## DATA TO PROCESS
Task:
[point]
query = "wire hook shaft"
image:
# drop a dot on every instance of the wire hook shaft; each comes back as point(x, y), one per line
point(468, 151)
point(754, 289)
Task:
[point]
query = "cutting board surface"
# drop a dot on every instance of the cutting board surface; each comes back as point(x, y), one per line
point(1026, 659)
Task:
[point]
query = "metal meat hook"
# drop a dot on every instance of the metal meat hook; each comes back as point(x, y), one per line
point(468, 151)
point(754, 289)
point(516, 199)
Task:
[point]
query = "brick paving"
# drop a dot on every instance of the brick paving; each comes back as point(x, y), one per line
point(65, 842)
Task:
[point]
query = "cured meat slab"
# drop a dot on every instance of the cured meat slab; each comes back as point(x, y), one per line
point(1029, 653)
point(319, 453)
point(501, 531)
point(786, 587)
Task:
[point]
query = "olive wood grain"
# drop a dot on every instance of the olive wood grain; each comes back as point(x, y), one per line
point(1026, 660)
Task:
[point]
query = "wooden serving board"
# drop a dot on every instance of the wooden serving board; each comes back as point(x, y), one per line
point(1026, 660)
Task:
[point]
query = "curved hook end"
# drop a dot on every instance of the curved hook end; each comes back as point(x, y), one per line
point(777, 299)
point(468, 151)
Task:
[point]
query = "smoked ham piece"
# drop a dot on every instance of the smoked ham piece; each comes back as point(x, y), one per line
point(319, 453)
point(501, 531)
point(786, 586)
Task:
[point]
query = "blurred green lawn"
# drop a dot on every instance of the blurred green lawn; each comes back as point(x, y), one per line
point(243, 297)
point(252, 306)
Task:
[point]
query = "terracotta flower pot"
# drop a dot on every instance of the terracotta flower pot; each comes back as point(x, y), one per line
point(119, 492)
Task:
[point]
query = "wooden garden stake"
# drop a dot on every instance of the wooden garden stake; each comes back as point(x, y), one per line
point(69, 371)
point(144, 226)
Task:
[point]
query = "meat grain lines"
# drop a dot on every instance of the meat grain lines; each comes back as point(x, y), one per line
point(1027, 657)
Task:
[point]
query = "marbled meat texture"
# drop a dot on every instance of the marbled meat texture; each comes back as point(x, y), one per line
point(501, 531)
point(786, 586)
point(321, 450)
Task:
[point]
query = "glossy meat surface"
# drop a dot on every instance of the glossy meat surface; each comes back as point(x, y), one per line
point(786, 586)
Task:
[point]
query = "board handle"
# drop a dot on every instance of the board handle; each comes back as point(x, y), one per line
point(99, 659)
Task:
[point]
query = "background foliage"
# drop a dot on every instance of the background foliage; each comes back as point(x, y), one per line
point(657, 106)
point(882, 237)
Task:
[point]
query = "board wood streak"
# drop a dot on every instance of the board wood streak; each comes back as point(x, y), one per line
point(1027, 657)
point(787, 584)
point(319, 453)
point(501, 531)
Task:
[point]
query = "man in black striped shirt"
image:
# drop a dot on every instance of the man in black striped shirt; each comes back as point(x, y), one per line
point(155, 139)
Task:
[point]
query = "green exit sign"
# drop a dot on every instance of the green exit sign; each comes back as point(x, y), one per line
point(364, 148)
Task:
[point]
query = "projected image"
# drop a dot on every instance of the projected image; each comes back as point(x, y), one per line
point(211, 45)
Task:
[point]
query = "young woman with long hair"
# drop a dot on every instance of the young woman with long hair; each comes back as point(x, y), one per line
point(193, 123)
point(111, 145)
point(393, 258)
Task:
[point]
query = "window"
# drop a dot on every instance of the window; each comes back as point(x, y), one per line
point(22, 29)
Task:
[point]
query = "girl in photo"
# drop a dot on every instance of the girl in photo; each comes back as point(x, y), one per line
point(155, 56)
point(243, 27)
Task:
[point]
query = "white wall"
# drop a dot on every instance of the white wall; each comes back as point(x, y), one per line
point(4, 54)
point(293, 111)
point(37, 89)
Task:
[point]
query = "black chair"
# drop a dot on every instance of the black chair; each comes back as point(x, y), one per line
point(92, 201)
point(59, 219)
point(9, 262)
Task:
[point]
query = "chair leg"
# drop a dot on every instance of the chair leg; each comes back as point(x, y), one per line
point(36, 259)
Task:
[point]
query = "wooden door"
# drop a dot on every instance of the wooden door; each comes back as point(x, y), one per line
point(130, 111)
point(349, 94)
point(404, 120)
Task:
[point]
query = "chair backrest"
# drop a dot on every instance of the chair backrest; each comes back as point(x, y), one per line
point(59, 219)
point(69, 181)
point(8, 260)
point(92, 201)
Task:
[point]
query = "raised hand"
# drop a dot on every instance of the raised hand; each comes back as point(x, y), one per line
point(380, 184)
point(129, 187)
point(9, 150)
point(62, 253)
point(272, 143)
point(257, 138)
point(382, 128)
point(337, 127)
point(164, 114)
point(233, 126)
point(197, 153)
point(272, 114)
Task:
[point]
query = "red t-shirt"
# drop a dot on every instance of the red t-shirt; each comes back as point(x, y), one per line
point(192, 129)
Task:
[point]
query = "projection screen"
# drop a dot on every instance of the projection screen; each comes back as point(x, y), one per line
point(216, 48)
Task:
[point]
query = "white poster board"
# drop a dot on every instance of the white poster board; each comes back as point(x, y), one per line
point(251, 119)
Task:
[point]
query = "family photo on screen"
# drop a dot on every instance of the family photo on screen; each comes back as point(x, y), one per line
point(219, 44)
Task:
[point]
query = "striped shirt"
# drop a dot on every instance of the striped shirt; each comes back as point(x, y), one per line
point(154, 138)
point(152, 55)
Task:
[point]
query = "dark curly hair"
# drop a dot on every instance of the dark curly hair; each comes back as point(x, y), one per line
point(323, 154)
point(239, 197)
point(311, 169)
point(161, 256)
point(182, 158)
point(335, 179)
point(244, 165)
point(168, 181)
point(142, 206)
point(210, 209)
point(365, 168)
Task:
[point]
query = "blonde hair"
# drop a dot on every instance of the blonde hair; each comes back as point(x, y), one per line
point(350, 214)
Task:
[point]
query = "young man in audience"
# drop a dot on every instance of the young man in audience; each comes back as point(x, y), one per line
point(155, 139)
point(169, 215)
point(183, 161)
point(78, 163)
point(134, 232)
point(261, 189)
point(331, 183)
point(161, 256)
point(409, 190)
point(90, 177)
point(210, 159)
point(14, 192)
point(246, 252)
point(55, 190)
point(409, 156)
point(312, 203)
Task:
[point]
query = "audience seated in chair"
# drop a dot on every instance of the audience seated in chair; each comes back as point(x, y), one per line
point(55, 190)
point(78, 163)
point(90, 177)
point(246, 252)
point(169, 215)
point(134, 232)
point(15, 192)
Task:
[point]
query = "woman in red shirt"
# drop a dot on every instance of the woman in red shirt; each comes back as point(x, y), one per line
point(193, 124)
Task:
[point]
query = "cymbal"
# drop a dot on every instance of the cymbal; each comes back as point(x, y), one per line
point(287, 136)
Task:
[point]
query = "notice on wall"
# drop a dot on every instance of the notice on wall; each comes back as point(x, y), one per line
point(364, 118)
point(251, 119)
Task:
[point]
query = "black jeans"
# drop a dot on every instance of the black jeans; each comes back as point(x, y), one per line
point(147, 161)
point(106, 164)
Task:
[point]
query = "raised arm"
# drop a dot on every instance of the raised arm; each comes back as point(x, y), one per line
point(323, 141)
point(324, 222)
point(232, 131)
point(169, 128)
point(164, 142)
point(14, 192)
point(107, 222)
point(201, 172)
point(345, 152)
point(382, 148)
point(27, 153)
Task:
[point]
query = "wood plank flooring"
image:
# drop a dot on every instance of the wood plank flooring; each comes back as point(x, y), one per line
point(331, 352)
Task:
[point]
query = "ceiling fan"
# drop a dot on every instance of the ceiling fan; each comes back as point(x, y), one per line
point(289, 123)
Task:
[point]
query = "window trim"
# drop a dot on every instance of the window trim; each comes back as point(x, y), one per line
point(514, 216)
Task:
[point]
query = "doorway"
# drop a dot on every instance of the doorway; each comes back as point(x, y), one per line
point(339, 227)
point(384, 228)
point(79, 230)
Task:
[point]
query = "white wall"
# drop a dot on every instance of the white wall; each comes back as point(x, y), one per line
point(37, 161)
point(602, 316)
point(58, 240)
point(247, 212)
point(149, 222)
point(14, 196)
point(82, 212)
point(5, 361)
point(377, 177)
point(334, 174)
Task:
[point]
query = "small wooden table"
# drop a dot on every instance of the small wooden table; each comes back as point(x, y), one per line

## WRITTEN EXERCISE
Rescale the entries from the first one through the line with "point(1026, 659)", and copy them out again with their requests. Multiply every point coordinate in the answers by 2.4 and round each result to a whole number, with halves rounded up.

## EXERCISE RESULT
Task:
[point]
query = "wire hook shaft"
image:
# drop a dot on every instance of the wire hook shaft; each comes back as point(x, y), one per line
point(1123, 362)
point(1810, 694)
Task:
[point]
query = "cutting board surface"
# drop a dot on every instance of the cutting board surface; each comes back as point(x, y), one per line
point(2462, 1582)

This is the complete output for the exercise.